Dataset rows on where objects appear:
════════════════

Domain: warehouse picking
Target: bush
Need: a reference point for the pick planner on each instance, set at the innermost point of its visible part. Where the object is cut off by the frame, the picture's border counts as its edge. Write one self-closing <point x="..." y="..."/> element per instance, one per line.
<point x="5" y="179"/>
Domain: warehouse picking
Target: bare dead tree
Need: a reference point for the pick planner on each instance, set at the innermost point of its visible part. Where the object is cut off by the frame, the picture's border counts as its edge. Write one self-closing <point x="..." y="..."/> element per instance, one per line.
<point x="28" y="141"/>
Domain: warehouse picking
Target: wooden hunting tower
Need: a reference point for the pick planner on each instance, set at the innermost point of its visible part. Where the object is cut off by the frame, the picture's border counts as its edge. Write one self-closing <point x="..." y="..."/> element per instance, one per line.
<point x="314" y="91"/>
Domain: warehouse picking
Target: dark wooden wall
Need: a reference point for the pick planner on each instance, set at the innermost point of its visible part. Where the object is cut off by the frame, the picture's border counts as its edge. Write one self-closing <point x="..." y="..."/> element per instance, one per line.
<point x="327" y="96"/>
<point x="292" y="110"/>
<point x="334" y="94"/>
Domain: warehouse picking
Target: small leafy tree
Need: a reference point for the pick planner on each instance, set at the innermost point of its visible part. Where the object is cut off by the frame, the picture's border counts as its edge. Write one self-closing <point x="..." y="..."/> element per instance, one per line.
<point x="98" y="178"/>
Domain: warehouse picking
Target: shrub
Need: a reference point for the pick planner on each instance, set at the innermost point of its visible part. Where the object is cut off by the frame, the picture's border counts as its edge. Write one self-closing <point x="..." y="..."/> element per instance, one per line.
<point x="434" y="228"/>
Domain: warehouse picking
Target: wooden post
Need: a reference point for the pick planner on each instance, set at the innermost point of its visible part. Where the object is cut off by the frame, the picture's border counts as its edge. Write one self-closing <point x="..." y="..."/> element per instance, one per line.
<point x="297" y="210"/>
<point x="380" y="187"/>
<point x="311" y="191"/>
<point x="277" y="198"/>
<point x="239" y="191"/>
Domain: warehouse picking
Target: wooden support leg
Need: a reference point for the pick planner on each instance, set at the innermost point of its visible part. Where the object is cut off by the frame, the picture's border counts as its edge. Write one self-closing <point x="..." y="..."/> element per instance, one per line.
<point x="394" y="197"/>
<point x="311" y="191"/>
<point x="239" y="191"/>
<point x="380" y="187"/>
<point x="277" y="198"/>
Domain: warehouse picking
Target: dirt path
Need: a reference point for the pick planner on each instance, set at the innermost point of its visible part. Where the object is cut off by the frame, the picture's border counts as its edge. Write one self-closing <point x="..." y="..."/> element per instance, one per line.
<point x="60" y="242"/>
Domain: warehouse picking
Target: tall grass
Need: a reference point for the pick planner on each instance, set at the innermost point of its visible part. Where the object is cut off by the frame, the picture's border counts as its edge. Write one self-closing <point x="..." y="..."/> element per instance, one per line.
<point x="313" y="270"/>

════════════════

Repeat all of the entries exactly.

Domain: warehouse picking
Target: bush
Need: a reference point for the pick planner on each instance, set at the innermost point of its visible part. Where the object is cut off by the frame, the picture's border counts as its edge. Write one self-closing <point x="..." y="..."/> element per instance, one per line.
<point x="5" y="179"/>
Domain: warehouse picking
Target: bare dead tree
Need: a reference point for the pick planner on each instance, set at the innermost point of its visible part. Where the object is cut off by the frame, the picture's border counts as its edge. Write one self-closing <point x="..." y="..."/> element per instance, one per line.
<point x="28" y="141"/>
Domain: warehouse picking
Target: wooden hunting tower
Need: a reference point for the pick planner on each instance, set at the innermost point of its visible part. Where the object is cut off by the frame, the picture's border counts as its edge. Write one self-closing <point x="..." y="..."/> element per instance, one per line.
<point x="314" y="91"/>
Domain: warehouse picking
Target: dark wooden wall
Need: a reference point for the pick planner on each instance, set at the innermost point of its visible part. Where the object is cut off by the frame, the picture's border counts as its edge. Write one self-closing <point x="..." y="..."/> element per instance, one per line.
<point x="327" y="96"/>
<point x="292" y="110"/>
<point x="334" y="94"/>
Domain: warehouse picking
Target: small leafy tree
Need: a reference point for the pick planner on each instance, set at the innermost point of its visible part. Where the object is cut off by the frame, the picture's border counts as its edge. Write one self-closing <point x="..." y="..."/> element per instance, one per line.
<point x="98" y="178"/>
Domain: warehouse picking
Target: shrub
Need: a reference point for the pick planner on each instance, set at the innermost point of its visible part. Where the object is cut off by the frame, the picture's border counts as its edge. Write one self-closing <point x="..." y="..."/> element per instance, one per line.
<point x="434" y="228"/>
Domain: warehouse picking
Target: wooden post
Need: a reference point for the pick planner on each instance, set at the innermost point of its visible part. Where the object is cut off by the frame, the picture's border counts as its edge. Write one self-closing <point x="..." y="..."/> element per instance, one per line.
<point x="297" y="210"/>
<point x="380" y="187"/>
<point x="311" y="191"/>
<point x="277" y="198"/>
<point x="239" y="191"/>
Domain: warehouse picking
Target: wooden support leg
Need: a reference point for the pick planner on each instance, set at the innermost point of its visible part. Where the object is cut off by the frame, the picture's border counts as its edge. Write one self-closing <point x="..." y="..."/> element per instance, one per line.
<point x="394" y="197"/>
<point x="311" y="191"/>
<point x="239" y="191"/>
<point x="380" y="187"/>
<point x="277" y="198"/>
Domain: warehouse picking
Target: dirt path
Need: a reference point for the pick planner on each instance, set at the innermost point of its visible part. Where the object is cut off by the frame, the picture's border counts as its edge. Write one self-closing <point x="..." y="..."/> element per instance, one per line.
<point x="60" y="242"/>
Domain: warehouse picking
Target: tall grass
Need: a reference point for the pick planner on each instance, set at the innermost point of its visible part. Where the object is cut off by the frame, the picture's border counts as its edge. Write one self-closing <point x="..." y="..."/> element per instance, one per line.
<point x="313" y="270"/>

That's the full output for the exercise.